● **TASK GOAL**
Which lines of the records contain "cloud"? Collect every one of them.

(Stored data entries)
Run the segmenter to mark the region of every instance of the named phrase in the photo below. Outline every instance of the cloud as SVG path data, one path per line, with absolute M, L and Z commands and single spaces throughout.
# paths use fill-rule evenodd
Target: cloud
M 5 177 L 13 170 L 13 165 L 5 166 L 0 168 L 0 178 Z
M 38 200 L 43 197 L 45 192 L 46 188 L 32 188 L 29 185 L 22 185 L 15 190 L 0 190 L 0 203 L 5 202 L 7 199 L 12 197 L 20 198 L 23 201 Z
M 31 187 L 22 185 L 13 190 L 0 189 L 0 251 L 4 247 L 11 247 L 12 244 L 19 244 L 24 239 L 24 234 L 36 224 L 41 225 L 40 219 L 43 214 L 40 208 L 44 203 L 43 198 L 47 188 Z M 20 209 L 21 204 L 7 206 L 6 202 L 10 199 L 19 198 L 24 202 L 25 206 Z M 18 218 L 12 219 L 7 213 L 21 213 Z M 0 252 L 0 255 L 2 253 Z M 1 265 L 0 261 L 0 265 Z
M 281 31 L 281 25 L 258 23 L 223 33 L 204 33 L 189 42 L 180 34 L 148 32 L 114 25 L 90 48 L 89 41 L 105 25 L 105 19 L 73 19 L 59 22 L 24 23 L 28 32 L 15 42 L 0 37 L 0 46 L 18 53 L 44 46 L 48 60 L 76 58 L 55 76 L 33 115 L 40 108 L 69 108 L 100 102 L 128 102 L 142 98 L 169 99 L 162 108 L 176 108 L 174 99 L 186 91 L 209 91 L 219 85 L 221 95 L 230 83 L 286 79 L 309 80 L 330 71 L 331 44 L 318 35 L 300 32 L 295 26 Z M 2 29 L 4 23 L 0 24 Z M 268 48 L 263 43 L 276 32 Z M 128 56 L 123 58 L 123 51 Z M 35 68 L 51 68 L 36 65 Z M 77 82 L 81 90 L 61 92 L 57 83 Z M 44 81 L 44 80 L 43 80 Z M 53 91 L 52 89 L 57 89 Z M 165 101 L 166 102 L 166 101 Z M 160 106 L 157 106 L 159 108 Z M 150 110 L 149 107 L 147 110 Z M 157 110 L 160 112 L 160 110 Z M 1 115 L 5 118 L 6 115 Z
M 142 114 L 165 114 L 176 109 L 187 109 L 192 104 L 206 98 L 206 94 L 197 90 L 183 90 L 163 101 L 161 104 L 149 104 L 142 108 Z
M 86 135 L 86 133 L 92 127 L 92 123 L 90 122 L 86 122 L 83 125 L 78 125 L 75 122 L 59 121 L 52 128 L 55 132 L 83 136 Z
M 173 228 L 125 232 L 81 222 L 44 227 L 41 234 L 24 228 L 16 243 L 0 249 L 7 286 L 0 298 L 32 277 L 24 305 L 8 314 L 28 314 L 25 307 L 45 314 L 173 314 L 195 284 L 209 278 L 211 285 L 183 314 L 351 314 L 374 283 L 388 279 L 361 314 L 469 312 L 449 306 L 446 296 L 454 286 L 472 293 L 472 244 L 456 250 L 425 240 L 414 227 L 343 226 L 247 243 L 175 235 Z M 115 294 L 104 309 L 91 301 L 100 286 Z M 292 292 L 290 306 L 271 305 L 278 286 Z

● **RESPONSE AREA**
Run the segmenter to mark the region of every instance of the named phrase in the photo below. Outline every instance of the cloud as SVG path data, one path per line, with absolute M, L and Z commands and single spaces throughout.
Target: cloud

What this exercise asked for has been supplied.